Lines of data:
** BEGIN **
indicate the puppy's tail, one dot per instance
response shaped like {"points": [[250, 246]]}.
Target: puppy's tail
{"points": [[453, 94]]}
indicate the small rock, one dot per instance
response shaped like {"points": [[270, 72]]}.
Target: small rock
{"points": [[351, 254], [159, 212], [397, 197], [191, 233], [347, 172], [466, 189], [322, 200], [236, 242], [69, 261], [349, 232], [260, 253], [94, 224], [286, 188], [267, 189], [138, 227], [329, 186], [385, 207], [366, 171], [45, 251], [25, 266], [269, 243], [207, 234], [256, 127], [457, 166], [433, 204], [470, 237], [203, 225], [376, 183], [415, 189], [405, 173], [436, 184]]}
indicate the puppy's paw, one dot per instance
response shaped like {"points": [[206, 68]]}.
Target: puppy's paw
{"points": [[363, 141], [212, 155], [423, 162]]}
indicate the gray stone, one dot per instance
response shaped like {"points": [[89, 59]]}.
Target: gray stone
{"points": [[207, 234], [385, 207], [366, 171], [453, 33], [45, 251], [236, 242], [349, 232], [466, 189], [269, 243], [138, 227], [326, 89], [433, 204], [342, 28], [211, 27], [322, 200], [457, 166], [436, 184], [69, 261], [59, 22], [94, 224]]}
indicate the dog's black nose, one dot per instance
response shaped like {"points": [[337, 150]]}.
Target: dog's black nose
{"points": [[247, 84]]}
** END **
Given instruction ▸ Can you put every line of the records above into a JSON list of strings, one string per line, with blank lines left out?

Solution to the problem ▸
[
  "indicate the puppy's tail, one dot per instance",
  "response shaped like {\"points\": [[250, 246]]}.",
  "Target: puppy's tail",
  "{\"points\": [[453, 94]]}",
  "indicate the small rock, one dot per instance",
  "response shaped like {\"points\": [[270, 72]]}.",
  "Target: small rock",
  "{\"points\": [[351, 254], [159, 212], [397, 197], [191, 233], [347, 172], [466, 189], [322, 200], [236, 242], [69, 261], [349, 232], [260, 253], [94, 224], [286, 188], [267, 189], [138, 227], [329, 186], [385, 207], [366, 171], [45, 251], [25, 266], [269, 243], [207, 234], [256, 127], [457, 166], [433, 204], [470, 237], [203, 225], [376, 183], [415, 189], [405, 173], [436, 184]]}",
  "indicate the puppy's paw, one dot per instance",
  "response shaped like {\"points\": [[206, 68]]}.",
  "Target: puppy's paw",
  "{\"points\": [[363, 141], [212, 155], [423, 162]]}",
  "indicate the gray stone, one dot per instance",
  "response shaped like {\"points\": [[89, 59]]}.",
  "Target: gray stone",
  "{\"points\": [[207, 234], [385, 207], [366, 171], [453, 33], [45, 251], [236, 242], [349, 232], [466, 189], [269, 243], [138, 227], [326, 89], [433, 204], [342, 28], [211, 27], [322, 200], [457, 166], [436, 184], [69, 261], [59, 22], [94, 224]]}",
  "indicate the dog's black nose, one dot per instance",
  "response shaped like {\"points\": [[337, 150]]}.",
  "Target: dog's black nose",
  "{\"points\": [[247, 84]]}"
]